> [Material to process]:
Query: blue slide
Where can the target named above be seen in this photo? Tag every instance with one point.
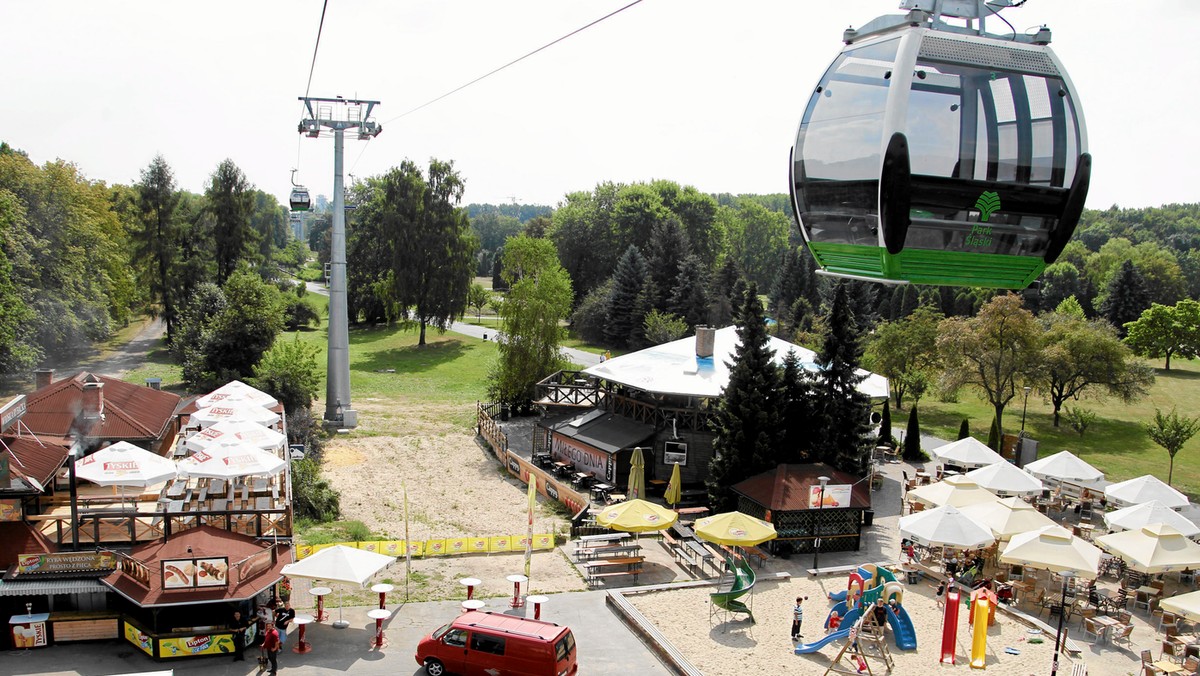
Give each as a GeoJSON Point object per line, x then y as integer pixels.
{"type": "Point", "coordinates": [847, 623]}
{"type": "Point", "coordinates": [901, 628]}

> [What you need to do]: Leaving out the pictures, repeat all the entries exactly as they stand.

> [Response below]:
Query: blue slide
Where can the target named above be seen in this photo? Tag every instance with one point.
Give each as a GeoJSON Point object per line, x then y as integer pixels.
{"type": "Point", "coordinates": [847, 623]}
{"type": "Point", "coordinates": [901, 628]}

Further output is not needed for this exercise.